[start DATA SUPPLIED]

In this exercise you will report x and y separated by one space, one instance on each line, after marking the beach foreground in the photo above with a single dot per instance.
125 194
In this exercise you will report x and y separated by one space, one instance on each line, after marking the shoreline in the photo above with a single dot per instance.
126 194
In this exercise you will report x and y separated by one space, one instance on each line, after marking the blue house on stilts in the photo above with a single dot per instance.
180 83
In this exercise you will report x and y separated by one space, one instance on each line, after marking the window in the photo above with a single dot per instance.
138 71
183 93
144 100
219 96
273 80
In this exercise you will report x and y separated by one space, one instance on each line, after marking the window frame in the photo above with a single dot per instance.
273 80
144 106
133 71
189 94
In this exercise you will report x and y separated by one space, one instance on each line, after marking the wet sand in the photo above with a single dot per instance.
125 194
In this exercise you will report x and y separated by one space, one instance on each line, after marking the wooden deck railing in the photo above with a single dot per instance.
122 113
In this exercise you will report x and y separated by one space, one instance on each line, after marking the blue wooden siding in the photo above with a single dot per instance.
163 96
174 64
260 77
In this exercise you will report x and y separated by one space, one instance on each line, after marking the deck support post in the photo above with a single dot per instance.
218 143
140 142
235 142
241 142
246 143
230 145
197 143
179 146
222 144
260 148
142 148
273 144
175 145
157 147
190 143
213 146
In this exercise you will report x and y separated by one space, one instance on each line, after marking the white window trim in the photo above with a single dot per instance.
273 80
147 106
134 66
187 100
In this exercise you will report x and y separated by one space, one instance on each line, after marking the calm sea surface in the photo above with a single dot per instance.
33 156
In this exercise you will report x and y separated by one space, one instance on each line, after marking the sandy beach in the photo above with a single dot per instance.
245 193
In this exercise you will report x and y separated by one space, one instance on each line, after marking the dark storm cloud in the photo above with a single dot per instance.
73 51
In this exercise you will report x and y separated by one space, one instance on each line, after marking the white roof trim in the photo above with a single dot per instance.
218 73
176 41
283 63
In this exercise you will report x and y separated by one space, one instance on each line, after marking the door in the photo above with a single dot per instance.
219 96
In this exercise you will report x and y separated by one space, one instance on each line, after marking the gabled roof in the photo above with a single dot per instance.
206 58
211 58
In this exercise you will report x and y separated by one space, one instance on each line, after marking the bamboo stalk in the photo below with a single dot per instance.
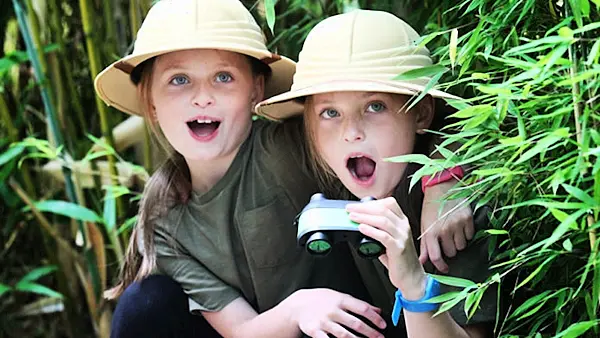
576 92
66 67
94 58
55 134
134 17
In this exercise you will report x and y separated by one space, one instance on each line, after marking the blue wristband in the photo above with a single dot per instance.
431 290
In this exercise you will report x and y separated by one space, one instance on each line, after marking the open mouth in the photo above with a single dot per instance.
203 128
361 167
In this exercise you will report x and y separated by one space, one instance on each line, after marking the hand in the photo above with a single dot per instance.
453 227
384 221
321 311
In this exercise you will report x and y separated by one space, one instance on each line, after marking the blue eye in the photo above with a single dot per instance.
376 107
179 80
329 113
224 77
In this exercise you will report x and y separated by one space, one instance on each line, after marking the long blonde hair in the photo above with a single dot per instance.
168 186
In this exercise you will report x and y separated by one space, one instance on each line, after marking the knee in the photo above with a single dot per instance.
151 300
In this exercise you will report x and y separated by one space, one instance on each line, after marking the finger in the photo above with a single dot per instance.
448 245
353 323
423 254
460 242
379 235
435 255
319 334
386 222
469 228
337 330
364 309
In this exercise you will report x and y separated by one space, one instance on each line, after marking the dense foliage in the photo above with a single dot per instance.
529 130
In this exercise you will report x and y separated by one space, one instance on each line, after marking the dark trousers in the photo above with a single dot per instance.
157 307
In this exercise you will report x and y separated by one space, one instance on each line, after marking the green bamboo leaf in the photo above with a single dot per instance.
537 45
453 46
593 56
410 158
37 288
580 195
577 329
473 111
543 144
270 14
36 274
568 224
535 272
68 209
496 232
4 289
10 154
444 297
453 281
421 72
542 298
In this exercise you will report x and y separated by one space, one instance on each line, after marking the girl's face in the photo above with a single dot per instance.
355 131
203 100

[end DATA SUPPLIED]

■ WORK TO DO: Beginning at the line where "the blue eye" appears, extract each line through the end of the data above; keep them exact and include nothing else.

■ EXERCISE ANSWER:
In this exercise you will report x and y separated by one space, one instance on each line, after marking the blue eye in the photo above with a single dot per instance.
376 107
179 80
329 113
224 77
In this exercise you will report x and y separated by one space, one instance on each line, after marking the long blonde hair in the photo above with a single dot per instance.
168 186
In this exercise you will report x and y separated by one space, one instance on each line, after marking the knee in the photo above with a single dot per instance.
151 300
In this exercise you will report x and y separated by one space, one instance on each line, after marking the finger in the photo above with a single dot per instance.
448 245
353 323
423 254
460 242
379 235
435 255
319 334
386 222
469 228
337 330
364 309
In this exercise you will report x and y separated by one space, one instance on each line, after marking the dense foliage in the photo above with a single dot per instance.
529 130
In this exercise you will report x and y separated by one space, one instance on each line, after marking the dark trousers in the photo above with a single dot per instance.
157 307
In this exercise you will report x and y separated by one space, one instance on each line, after marking the green bamboo leaf in the photo above with a single dot per instance.
537 45
453 46
593 56
410 158
37 288
580 195
577 329
473 111
543 144
270 14
36 274
568 224
535 272
68 209
496 232
4 289
10 154
444 297
453 281
421 72
542 298
In this exercise you will report x and y separated by one space, one instance on each line, after marking the girl's face in the photo above with a single dot per instance.
355 131
203 100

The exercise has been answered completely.